• Source text

------

Premier also exercised an option to become the operator of the Fyne field with a 39.9 per cent equity stake, in return for providing a carry through ongoing exploration and appraisal work. The results of the nearby Erne discovery well, drilled in the fourth quarter of 2011, and the East Fyne appraisal well, completed in 2012, are currently being evaluated by the joint venture partners. However, at this stage, potential developments in the Greater Fyne area do not meet the company's economic thresholds.

 

Significant progress was achieved on other development assets. The Phase 1 subsea installation for the Huntington field has been successfully completed and one injection and three production wells have been drilled with production rates testing at over 10,000 bopd per well. Earlier schedule slippage on the Voyageur FPSO was addressed by a change in ownership of the vessel. The FPSO upgrade is now progressing in Norway and the operator is expecting first oil during the fourth quarter.

------

Point annotation data:
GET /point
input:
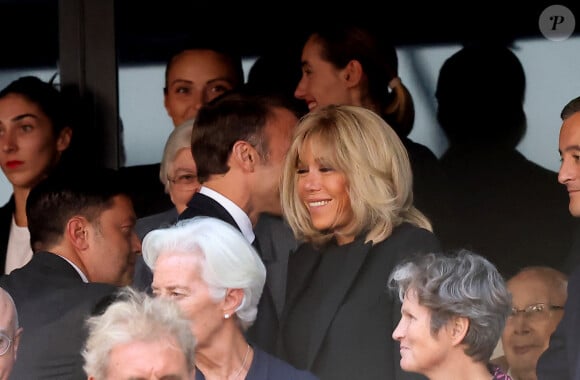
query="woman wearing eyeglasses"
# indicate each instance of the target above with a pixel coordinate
(178, 173)
(538, 297)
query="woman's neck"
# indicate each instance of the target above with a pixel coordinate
(20, 195)
(461, 370)
(225, 358)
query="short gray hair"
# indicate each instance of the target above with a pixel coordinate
(135, 316)
(179, 139)
(571, 108)
(228, 260)
(461, 284)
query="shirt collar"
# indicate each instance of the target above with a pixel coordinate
(240, 217)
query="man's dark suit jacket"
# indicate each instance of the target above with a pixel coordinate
(349, 332)
(143, 275)
(562, 360)
(52, 303)
(6, 213)
(265, 367)
(263, 331)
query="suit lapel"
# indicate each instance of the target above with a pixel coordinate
(202, 205)
(355, 257)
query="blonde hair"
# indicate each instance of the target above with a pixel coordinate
(360, 144)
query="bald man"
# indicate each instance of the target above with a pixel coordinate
(538, 297)
(9, 334)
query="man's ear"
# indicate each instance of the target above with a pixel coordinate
(245, 155)
(77, 232)
(352, 73)
(233, 300)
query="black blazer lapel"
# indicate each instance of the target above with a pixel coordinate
(202, 205)
(358, 252)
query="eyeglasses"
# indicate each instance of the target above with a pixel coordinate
(183, 179)
(535, 312)
(5, 342)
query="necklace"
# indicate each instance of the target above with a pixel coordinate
(243, 362)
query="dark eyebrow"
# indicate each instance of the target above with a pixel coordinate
(180, 81)
(24, 116)
(220, 79)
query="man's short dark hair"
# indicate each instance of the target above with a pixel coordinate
(235, 116)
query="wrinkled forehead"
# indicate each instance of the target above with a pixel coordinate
(319, 147)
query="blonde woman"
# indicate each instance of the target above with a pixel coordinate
(347, 192)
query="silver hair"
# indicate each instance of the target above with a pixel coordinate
(135, 316)
(179, 139)
(462, 284)
(228, 260)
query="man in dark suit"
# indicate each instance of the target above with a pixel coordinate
(84, 243)
(239, 143)
(562, 358)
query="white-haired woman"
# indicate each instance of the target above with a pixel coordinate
(217, 278)
(178, 174)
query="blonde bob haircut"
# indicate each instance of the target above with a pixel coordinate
(361, 145)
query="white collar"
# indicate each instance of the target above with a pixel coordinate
(240, 217)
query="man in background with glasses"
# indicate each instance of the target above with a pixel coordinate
(538, 297)
(9, 334)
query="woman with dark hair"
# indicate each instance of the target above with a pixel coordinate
(34, 134)
(352, 65)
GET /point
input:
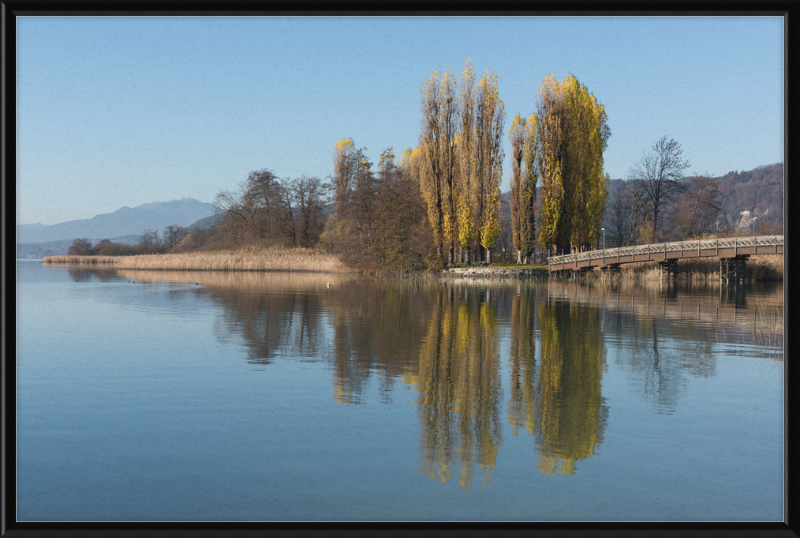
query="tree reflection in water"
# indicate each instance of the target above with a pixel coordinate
(569, 411)
(443, 340)
(458, 378)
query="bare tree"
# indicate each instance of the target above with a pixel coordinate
(239, 210)
(173, 235)
(626, 214)
(263, 186)
(660, 173)
(701, 205)
(310, 195)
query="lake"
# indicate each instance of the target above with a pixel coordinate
(198, 396)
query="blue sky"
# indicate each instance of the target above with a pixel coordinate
(115, 112)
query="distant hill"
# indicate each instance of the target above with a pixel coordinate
(60, 248)
(124, 221)
(758, 191)
(206, 222)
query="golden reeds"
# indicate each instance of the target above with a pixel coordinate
(246, 259)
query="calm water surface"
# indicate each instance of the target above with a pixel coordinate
(252, 397)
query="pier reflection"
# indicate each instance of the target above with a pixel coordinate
(447, 342)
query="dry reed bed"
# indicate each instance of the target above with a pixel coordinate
(246, 259)
(245, 280)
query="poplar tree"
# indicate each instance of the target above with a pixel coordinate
(571, 137)
(489, 123)
(343, 168)
(529, 185)
(551, 156)
(466, 160)
(517, 136)
(430, 144)
(448, 155)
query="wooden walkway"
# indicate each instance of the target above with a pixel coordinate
(727, 248)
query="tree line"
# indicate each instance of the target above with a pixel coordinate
(440, 203)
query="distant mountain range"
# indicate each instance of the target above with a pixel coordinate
(122, 222)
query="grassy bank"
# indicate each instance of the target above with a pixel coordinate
(246, 259)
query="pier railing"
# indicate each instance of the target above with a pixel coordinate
(724, 247)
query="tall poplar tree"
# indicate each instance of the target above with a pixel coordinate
(343, 168)
(430, 145)
(466, 178)
(489, 124)
(572, 135)
(517, 136)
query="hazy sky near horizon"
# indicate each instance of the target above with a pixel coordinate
(121, 111)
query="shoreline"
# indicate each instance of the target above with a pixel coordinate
(301, 260)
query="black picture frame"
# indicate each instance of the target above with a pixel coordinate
(11, 9)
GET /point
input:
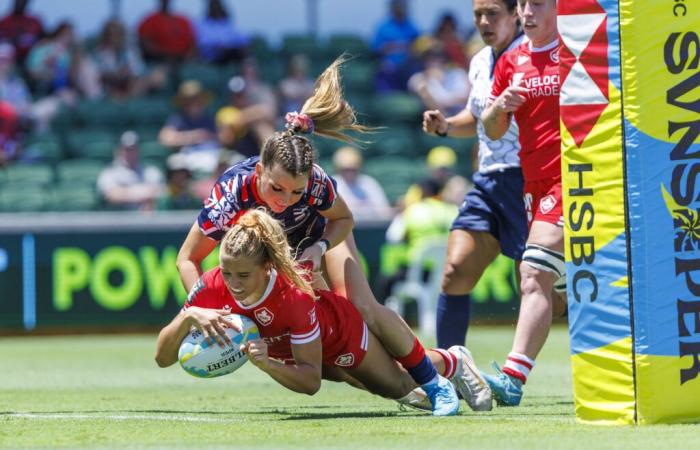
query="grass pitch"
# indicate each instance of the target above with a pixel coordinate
(107, 392)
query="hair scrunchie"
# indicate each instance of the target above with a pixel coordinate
(299, 123)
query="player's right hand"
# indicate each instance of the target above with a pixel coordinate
(511, 99)
(212, 323)
(434, 121)
(257, 353)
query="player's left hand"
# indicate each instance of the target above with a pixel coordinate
(314, 255)
(257, 353)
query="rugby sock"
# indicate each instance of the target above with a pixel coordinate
(450, 362)
(419, 365)
(452, 319)
(518, 366)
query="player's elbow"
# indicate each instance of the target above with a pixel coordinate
(492, 134)
(312, 384)
(312, 387)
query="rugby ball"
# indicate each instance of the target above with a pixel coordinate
(203, 360)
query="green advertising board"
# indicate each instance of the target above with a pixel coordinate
(74, 271)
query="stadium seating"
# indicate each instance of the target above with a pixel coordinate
(353, 44)
(149, 111)
(46, 148)
(300, 43)
(103, 113)
(91, 143)
(23, 198)
(72, 197)
(395, 141)
(29, 174)
(396, 107)
(79, 171)
(153, 150)
(209, 76)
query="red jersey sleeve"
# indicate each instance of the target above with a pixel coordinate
(303, 323)
(206, 292)
(502, 75)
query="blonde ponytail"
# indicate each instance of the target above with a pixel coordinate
(326, 113)
(330, 112)
(261, 238)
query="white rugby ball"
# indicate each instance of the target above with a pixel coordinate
(204, 360)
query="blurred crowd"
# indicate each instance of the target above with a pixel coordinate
(147, 118)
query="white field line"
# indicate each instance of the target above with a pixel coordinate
(101, 416)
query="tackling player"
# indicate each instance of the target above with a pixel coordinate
(318, 223)
(526, 85)
(301, 329)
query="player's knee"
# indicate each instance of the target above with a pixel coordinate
(541, 267)
(369, 311)
(457, 279)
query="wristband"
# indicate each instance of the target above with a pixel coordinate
(324, 244)
(444, 133)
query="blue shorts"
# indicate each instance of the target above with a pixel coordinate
(495, 205)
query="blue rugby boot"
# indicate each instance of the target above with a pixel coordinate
(506, 390)
(442, 396)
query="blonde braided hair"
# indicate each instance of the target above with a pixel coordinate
(261, 238)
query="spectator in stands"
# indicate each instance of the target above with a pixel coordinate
(453, 46)
(218, 40)
(119, 63)
(179, 190)
(296, 86)
(233, 131)
(49, 62)
(392, 44)
(21, 29)
(57, 65)
(126, 184)
(192, 125)
(166, 37)
(441, 161)
(192, 129)
(362, 193)
(439, 85)
(422, 223)
(13, 89)
(9, 139)
(259, 115)
(257, 91)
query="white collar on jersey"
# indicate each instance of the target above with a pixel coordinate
(270, 285)
(549, 46)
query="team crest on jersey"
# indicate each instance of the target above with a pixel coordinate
(345, 360)
(547, 204)
(198, 286)
(554, 55)
(264, 316)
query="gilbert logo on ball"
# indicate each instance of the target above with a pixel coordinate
(203, 360)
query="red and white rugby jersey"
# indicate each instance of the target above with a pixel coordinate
(536, 69)
(235, 192)
(284, 314)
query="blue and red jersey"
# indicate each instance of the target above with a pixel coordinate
(235, 192)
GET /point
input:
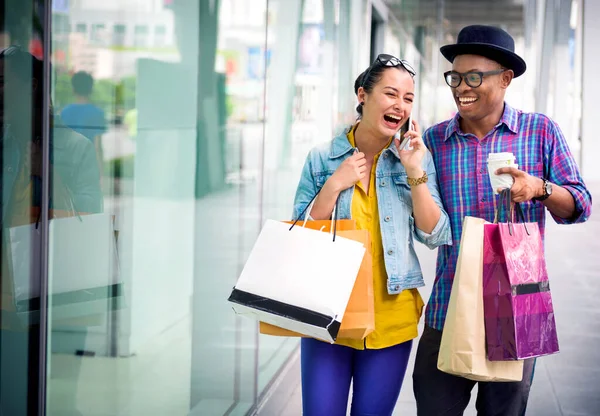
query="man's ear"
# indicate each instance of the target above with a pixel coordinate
(506, 78)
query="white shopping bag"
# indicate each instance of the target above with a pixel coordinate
(298, 279)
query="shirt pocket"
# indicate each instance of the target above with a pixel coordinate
(403, 189)
(530, 208)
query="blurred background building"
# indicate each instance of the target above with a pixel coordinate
(210, 109)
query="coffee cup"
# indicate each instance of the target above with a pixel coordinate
(500, 160)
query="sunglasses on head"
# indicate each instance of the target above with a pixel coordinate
(389, 61)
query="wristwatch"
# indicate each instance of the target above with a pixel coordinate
(418, 181)
(547, 187)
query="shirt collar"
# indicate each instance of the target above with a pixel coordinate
(509, 119)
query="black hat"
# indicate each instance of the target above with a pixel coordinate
(489, 41)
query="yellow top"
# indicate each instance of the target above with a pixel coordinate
(396, 316)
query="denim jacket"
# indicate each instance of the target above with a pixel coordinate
(394, 201)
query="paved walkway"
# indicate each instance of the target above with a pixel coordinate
(565, 384)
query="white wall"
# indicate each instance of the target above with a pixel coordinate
(590, 134)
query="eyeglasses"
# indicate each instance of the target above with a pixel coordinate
(473, 79)
(389, 61)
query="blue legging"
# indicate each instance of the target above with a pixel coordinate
(327, 370)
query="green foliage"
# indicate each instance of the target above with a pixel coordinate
(121, 167)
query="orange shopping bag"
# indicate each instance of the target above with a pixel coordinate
(359, 317)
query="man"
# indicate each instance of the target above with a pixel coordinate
(85, 117)
(483, 66)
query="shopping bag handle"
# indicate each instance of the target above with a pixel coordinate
(306, 212)
(511, 209)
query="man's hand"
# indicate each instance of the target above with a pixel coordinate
(526, 187)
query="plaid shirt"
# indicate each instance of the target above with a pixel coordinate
(461, 161)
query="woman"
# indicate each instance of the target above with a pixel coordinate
(391, 192)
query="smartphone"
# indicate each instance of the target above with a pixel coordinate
(404, 142)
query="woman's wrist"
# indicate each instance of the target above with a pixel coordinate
(415, 173)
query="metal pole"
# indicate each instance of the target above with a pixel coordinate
(44, 249)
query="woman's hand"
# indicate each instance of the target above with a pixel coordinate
(349, 172)
(411, 159)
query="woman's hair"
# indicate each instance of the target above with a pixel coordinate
(374, 74)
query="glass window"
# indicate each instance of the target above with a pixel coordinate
(22, 187)
(81, 28)
(157, 202)
(160, 36)
(119, 33)
(98, 33)
(141, 35)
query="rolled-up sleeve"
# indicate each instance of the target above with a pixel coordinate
(562, 170)
(441, 233)
(306, 190)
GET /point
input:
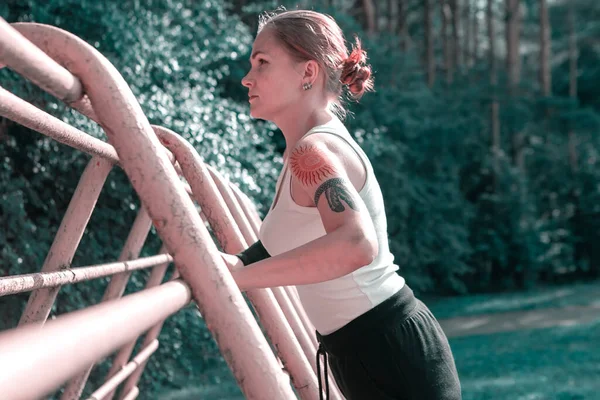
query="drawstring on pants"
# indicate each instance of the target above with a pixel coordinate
(321, 351)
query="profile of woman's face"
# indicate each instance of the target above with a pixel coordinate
(274, 81)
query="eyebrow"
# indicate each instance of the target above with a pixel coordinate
(256, 53)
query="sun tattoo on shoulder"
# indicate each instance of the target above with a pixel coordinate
(310, 165)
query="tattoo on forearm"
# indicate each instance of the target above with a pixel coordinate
(309, 164)
(335, 192)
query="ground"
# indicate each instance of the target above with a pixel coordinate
(538, 345)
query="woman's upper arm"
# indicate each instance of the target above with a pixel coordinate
(320, 172)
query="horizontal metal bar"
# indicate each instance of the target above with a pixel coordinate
(28, 282)
(133, 394)
(62, 348)
(20, 111)
(127, 370)
(22, 56)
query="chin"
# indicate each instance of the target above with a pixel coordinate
(258, 115)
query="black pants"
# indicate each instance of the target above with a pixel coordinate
(395, 351)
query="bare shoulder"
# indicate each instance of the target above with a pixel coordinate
(322, 154)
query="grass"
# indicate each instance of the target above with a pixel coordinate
(559, 363)
(554, 363)
(547, 297)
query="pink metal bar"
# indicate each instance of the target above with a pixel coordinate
(292, 294)
(308, 326)
(20, 111)
(26, 114)
(23, 57)
(179, 225)
(214, 207)
(121, 358)
(131, 250)
(67, 238)
(279, 292)
(288, 299)
(232, 205)
(108, 326)
(131, 366)
(28, 282)
(204, 190)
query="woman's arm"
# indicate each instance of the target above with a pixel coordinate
(350, 242)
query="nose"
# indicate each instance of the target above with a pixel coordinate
(247, 81)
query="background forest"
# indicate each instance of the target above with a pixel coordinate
(482, 131)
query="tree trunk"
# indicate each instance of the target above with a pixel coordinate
(573, 158)
(467, 33)
(455, 25)
(370, 17)
(429, 55)
(391, 20)
(513, 27)
(475, 33)
(495, 120)
(402, 25)
(545, 75)
(446, 15)
(513, 67)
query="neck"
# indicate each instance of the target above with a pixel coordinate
(297, 123)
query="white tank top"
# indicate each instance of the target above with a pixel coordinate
(332, 304)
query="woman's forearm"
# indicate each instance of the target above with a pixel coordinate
(331, 256)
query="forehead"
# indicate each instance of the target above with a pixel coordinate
(266, 42)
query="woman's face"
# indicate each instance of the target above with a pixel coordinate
(274, 81)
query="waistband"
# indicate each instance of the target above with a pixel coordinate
(397, 308)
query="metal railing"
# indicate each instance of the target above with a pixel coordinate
(154, 159)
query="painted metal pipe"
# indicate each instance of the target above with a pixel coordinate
(224, 226)
(131, 251)
(111, 384)
(20, 111)
(22, 56)
(133, 394)
(62, 348)
(28, 282)
(67, 238)
(124, 353)
(289, 301)
(178, 224)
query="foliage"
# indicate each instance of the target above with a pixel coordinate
(460, 218)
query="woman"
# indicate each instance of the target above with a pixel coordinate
(326, 230)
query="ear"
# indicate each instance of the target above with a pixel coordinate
(311, 72)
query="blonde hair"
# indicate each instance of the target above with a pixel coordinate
(309, 35)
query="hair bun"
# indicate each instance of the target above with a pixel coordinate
(355, 73)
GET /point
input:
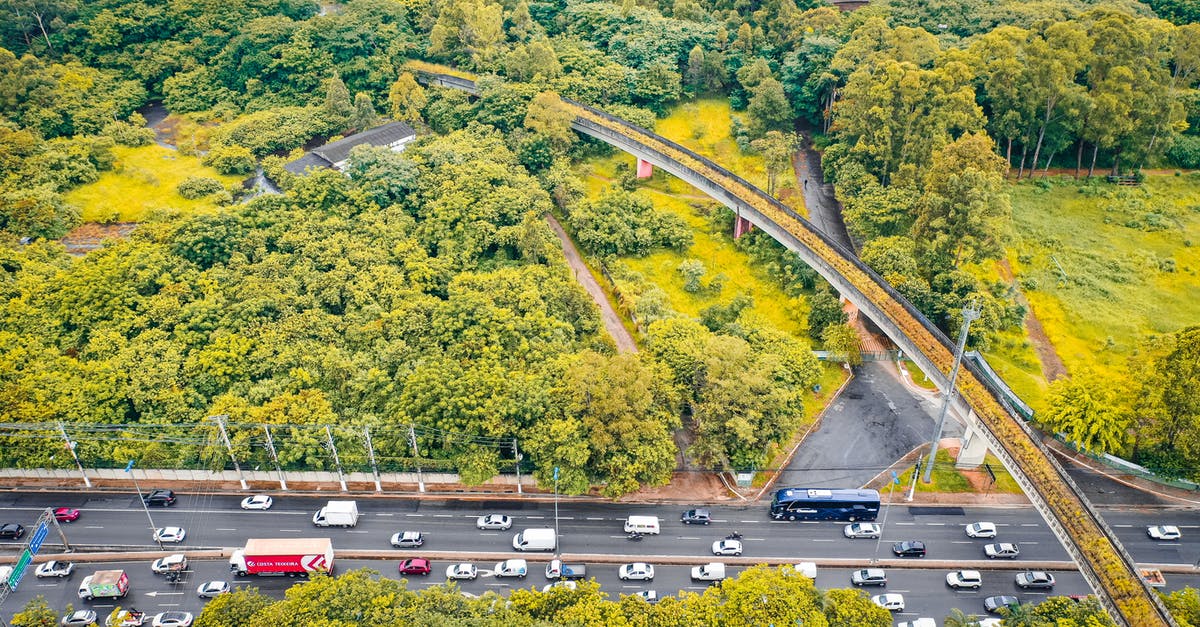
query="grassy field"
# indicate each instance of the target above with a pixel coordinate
(1129, 260)
(143, 180)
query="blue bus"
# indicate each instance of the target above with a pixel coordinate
(825, 503)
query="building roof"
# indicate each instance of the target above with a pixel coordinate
(310, 160)
(385, 135)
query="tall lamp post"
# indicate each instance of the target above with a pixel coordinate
(558, 550)
(154, 530)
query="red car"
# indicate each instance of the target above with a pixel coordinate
(66, 514)
(414, 566)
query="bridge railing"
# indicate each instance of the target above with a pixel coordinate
(1108, 567)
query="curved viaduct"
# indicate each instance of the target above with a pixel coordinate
(1101, 557)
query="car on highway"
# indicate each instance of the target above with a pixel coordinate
(726, 548)
(415, 566)
(160, 497)
(259, 501)
(169, 535)
(862, 530)
(173, 619)
(168, 563)
(982, 530)
(496, 521)
(891, 601)
(78, 617)
(407, 539)
(213, 589)
(636, 571)
(869, 577)
(994, 604)
(1002, 549)
(66, 514)
(959, 579)
(54, 568)
(462, 571)
(1036, 579)
(909, 549)
(1164, 532)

------

• Problems to work on
1: According to the oil field development text, how was the earlier schedule slippage on the Voyageur FPSO addressed?
2: Locate every line of the records that contains the string "shoulder", and copy each one out. Matching is case-sensitive.
The text and the records have nothing to do with each other.

• Task-by-task outputs
1: It was addressed by a change in ownership of the vessel.

2:
query="sun tattoo on shoulder"
query="bare shoulder"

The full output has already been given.